▶ [WORKING DATA]
# # # # # # #

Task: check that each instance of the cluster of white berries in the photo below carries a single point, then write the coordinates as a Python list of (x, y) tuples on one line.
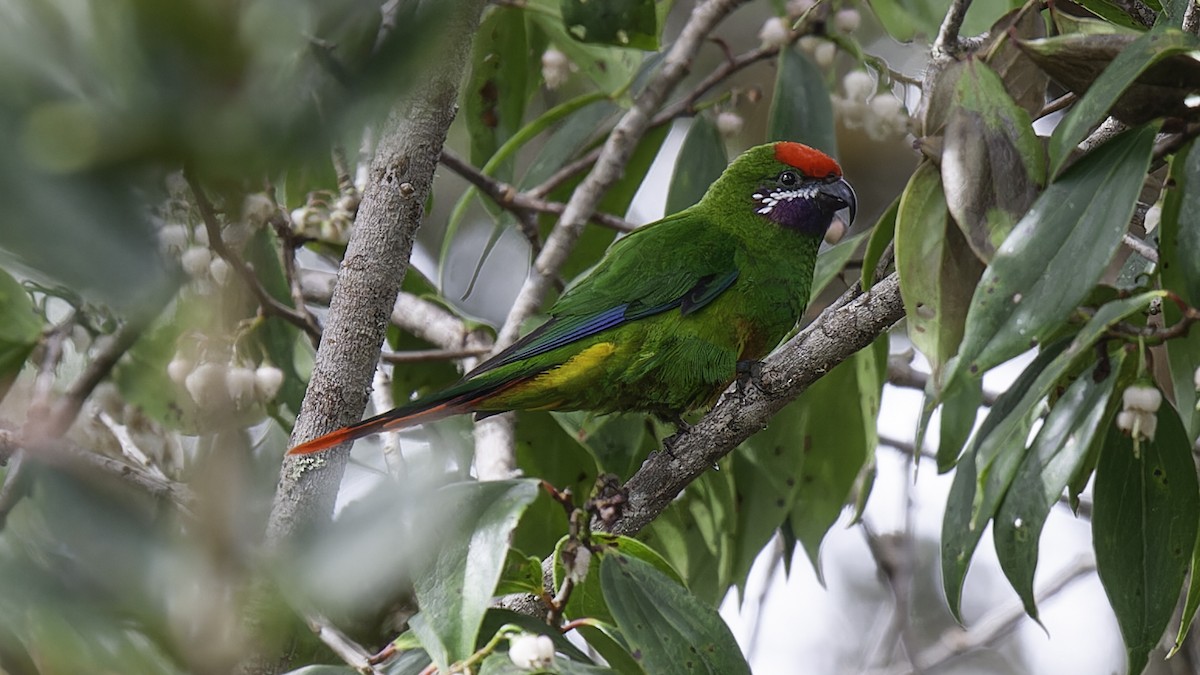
[(1138, 414), (325, 217), (215, 386), (556, 67), (532, 652), (882, 115)]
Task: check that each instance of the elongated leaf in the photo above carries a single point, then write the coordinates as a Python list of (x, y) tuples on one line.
[(882, 234), (937, 270), (455, 591), (1144, 529), (993, 163), (700, 162), (802, 109), (695, 533), (1132, 60), (623, 23), (667, 628), (1056, 453), (19, 329), (1055, 254), (1181, 274), (839, 419)]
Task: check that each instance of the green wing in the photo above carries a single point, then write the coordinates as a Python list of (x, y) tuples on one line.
[(679, 262)]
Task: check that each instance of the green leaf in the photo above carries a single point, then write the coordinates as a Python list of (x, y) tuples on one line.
[(700, 163), (695, 533), (622, 23), (611, 69), (839, 414), (1056, 254), (667, 628), (496, 93), (993, 163), (987, 470), (456, 589), (882, 234), (1144, 529), (1056, 454), (937, 270), (587, 598), (1181, 275), (19, 329), (802, 109), (1132, 59)]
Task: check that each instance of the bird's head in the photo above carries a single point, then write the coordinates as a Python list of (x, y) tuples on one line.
[(790, 184)]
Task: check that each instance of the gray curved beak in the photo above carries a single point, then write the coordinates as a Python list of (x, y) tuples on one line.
[(841, 195)]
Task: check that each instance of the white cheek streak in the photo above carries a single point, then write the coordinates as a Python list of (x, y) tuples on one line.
[(771, 199)]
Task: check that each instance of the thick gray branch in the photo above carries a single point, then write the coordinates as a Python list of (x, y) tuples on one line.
[(369, 280), (843, 329)]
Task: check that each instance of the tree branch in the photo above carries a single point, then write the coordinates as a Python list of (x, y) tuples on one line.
[(847, 326)]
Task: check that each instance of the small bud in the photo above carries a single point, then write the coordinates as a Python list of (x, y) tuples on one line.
[(825, 54), (196, 262), (1143, 398), (240, 383), (207, 384), (268, 381), (847, 21), (179, 369), (774, 33), (257, 209), (796, 9), (532, 652), (729, 124), (220, 270), (858, 85), (556, 69)]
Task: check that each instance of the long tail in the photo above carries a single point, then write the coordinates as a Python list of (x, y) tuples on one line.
[(420, 412)]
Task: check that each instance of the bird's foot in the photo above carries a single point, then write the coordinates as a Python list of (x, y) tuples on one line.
[(749, 371)]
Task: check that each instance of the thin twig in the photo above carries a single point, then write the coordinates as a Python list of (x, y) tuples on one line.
[(270, 305)]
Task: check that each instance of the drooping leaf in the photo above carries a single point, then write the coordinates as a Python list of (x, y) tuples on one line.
[(667, 628), (1144, 529), (455, 591), (19, 329), (937, 270), (623, 23), (1056, 453), (498, 87), (1104, 69), (1181, 275), (801, 109), (700, 163), (839, 418), (695, 533), (987, 470), (993, 163), (1055, 255)]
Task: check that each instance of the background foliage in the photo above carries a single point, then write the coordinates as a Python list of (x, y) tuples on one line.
[(179, 179)]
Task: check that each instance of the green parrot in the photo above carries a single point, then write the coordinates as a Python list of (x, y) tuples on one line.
[(672, 314)]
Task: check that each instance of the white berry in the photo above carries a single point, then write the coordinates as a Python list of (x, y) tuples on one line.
[(268, 381), (196, 262), (774, 33), (532, 652)]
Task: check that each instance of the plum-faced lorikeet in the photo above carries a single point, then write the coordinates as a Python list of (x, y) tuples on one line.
[(664, 321)]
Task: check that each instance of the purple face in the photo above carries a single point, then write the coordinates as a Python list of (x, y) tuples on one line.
[(795, 208)]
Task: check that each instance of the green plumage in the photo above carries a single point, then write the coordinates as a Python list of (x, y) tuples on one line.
[(661, 322)]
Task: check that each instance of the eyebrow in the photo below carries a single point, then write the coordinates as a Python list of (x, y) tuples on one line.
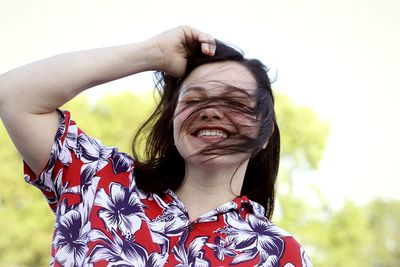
[(228, 89)]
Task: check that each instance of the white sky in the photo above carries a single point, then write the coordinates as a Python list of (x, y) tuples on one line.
[(339, 57)]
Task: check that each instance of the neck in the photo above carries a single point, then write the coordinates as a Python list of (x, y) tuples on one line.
[(205, 188)]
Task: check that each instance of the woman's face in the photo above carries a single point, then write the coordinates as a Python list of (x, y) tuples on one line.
[(214, 122)]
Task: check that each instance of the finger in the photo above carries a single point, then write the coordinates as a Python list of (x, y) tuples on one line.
[(208, 45)]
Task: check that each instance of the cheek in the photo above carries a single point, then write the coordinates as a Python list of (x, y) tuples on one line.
[(247, 126), (179, 118)]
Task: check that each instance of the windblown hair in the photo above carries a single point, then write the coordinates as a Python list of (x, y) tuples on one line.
[(162, 167)]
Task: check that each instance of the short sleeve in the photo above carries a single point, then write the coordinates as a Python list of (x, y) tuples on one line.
[(74, 160)]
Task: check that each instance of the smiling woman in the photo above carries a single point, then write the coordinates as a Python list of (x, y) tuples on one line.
[(203, 195)]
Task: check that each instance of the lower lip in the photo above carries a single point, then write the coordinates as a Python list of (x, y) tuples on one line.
[(210, 138)]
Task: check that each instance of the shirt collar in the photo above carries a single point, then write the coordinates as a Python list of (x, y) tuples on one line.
[(239, 204)]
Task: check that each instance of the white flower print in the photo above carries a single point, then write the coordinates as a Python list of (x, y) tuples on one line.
[(192, 256), (121, 209), (123, 252), (71, 239), (222, 248), (253, 237)]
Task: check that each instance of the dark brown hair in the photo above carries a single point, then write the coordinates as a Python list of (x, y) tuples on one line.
[(162, 167)]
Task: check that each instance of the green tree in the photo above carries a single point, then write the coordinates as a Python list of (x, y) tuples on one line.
[(27, 221)]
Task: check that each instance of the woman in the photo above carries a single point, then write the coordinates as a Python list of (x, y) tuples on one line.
[(204, 193)]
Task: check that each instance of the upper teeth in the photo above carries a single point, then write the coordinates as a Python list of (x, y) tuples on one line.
[(216, 133)]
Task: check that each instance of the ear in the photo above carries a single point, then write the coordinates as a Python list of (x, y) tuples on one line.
[(266, 142)]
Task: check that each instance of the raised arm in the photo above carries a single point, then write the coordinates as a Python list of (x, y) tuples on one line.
[(29, 95)]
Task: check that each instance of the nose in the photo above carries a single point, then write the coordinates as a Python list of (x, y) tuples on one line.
[(210, 113)]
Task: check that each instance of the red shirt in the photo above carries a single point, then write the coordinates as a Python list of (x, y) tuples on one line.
[(103, 219)]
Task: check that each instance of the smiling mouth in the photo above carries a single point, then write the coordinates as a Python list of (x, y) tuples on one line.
[(212, 134)]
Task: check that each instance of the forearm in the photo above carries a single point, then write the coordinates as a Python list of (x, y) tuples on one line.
[(43, 86)]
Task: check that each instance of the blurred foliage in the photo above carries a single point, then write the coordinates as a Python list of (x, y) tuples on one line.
[(351, 236)]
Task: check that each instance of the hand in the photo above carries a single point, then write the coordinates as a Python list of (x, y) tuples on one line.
[(177, 44)]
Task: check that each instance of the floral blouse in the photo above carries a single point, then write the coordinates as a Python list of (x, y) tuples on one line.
[(103, 219)]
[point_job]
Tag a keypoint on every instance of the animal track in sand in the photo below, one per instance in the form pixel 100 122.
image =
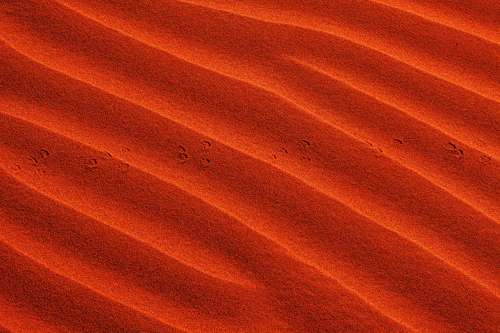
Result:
pixel 454 150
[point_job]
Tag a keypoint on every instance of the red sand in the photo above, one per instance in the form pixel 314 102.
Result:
pixel 250 166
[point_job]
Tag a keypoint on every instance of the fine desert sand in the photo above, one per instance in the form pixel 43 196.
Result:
pixel 252 166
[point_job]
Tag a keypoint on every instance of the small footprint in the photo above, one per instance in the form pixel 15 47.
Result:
pixel 453 149
pixel 304 143
pixel 206 144
pixel 485 159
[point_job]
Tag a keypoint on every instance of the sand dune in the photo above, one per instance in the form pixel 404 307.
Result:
pixel 249 166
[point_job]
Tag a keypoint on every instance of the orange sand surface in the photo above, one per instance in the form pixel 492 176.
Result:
pixel 250 166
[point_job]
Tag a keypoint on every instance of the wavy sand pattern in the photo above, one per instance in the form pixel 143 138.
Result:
pixel 250 166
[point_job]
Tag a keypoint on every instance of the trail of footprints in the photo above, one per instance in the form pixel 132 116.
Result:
pixel 36 161
pixel 201 157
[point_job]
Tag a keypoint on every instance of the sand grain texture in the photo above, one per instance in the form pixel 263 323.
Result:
pixel 250 166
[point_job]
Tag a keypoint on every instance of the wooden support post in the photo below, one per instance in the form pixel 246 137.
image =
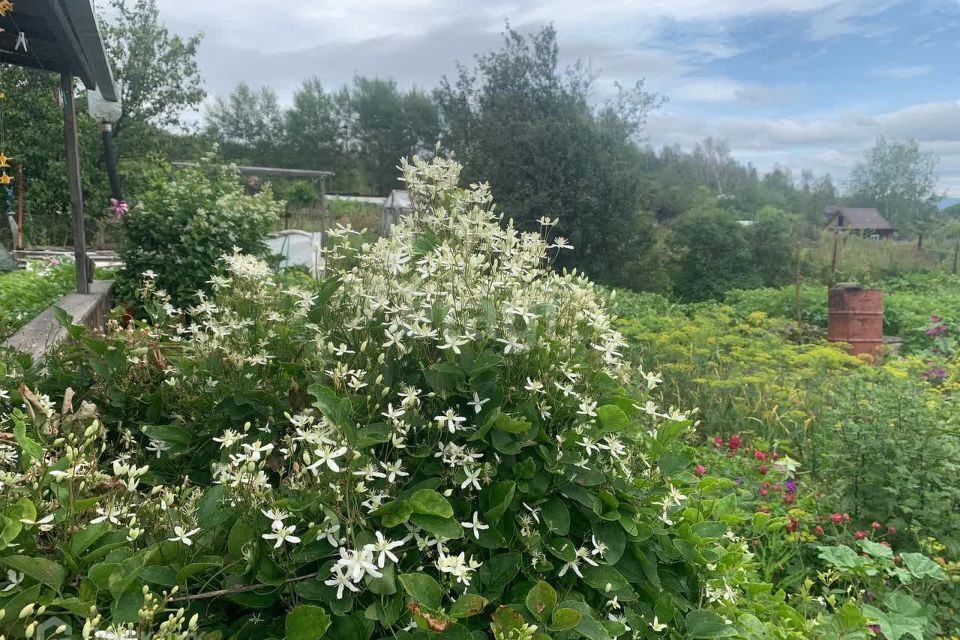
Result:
pixel 76 186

# # # # # # #

▶ [WHAT THE EXERCISE ASKS] Please return all lines above in which the string "keypoint" is found.

▶ [TASK RESULT]
Tag a keypoint on every instance of the animal track in sand in the photo below, one per instance in the form pixel 100 122.
Tag a keypoint on every instance of the red sand in the photo above, one per instance in the form pixel 314 102.
Tag a keypoint on every instance of the fine desert sand in the photo above, one per instance in the form pixel 43 196.
Tag a keypoint on every instance of the small footprint in the photo above, one per instance in the form pixel 15 47.
Tag a keypoint on every instance of the sand dune in the photo above, one per instance in the form pixel 404 307.
Tag a keypoint on every instance of the orange sand surface in the photo above, one per instance in the form pixel 492 176.
Tag a keypoint on every instance of the wavy sand pattern in the photo above, one per instance in the form pixel 143 138.
Tag a keypoint on every instance of the trail of footprints in the photo above, one per instance in the form pixel 132 116.
Tag a keypoint on every instance of the sand grain texture in the photo above, one per instance in the form pixel 263 323.
Tag a keypoint on every instance of the wooden support post in the photo below, one per instance in the form pixel 246 137.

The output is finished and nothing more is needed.